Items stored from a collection
· · · · ·

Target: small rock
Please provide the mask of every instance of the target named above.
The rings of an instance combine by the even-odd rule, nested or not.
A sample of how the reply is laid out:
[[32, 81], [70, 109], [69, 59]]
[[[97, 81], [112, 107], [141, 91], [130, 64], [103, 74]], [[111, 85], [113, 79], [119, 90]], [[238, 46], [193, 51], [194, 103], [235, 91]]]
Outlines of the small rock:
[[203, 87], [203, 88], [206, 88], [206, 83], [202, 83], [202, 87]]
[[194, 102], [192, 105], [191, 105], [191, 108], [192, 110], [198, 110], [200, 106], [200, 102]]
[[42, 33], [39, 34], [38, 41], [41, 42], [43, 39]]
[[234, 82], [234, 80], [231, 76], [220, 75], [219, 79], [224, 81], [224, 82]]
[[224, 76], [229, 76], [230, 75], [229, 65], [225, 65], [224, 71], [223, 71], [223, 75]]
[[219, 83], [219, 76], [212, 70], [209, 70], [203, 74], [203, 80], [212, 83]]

· · · · ·

■ Goal of the exercise ■
Put each line of the listing above into a JSON list of strings, one string per line, and leave out any blank lines.

■ In response ■
[
  "Target: small rock",
  "Please provide the mask of every instance of the target named above.",
  "The rings of an instance combine by the even-odd rule, nested or not.",
  "A sample of how the reply is laid out:",
  "[[32, 81], [70, 109], [69, 59]]",
  "[[[97, 81], [112, 107], [141, 91], [130, 64], [103, 74]], [[111, 85], [113, 79], [119, 90]], [[238, 46], [193, 51], [194, 103], [235, 91]]]",
  "Outlines of the small rock:",
  "[[203, 87], [203, 88], [206, 88], [206, 83], [202, 83], [202, 87]]",
  "[[194, 102], [192, 105], [191, 105], [191, 108], [192, 110], [198, 110], [200, 106], [200, 102]]",
  "[[42, 33], [39, 34], [38, 41], [41, 42], [43, 39]]",
  "[[234, 82], [234, 80], [231, 76], [220, 75], [219, 79], [224, 81], [224, 82]]",
  "[[224, 76], [229, 76], [230, 75], [229, 65], [225, 65], [224, 71], [223, 71], [223, 75]]",
  "[[219, 83], [219, 76], [212, 70], [209, 70], [203, 74], [203, 80], [212, 83]]"
]